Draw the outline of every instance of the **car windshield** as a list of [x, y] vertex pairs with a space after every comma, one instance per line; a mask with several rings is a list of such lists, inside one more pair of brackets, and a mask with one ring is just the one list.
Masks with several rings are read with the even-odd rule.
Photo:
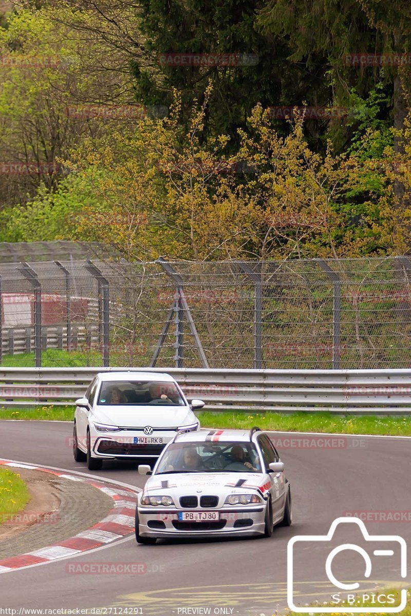
[[160, 381], [105, 381], [99, 396], [103, 406], [179, 406], [185, 402], [175, 383]]
[[261, 472], [253, 443], [173, 443], [160, 458], [155, 474]]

### [Consignes]
Reprenez toutes les lignes de la liste ci-dessus en les numérotant, sans les lignes vides. N'incluez pas les images dans votre réponse.

### [Solution proposée]
1. Draw the outline of every instance of the **car windshield** as a list of [x, y] vertex pairs with a space after every comma, one instance per line; a mask with several rings is a list of such lists, inside one more pair of brackets, and a mask with one ring is just the one list.
2. Masks with several rings are read with the even-odd rule.
3. Photo:
4. [[160, 381], [105, 381], [99, 396], [103, 406], [179, 406], [185, 402], [175, 383]]
5. [[261, 472], [253, 443], [173, 443], [160, 458], [155, 474]]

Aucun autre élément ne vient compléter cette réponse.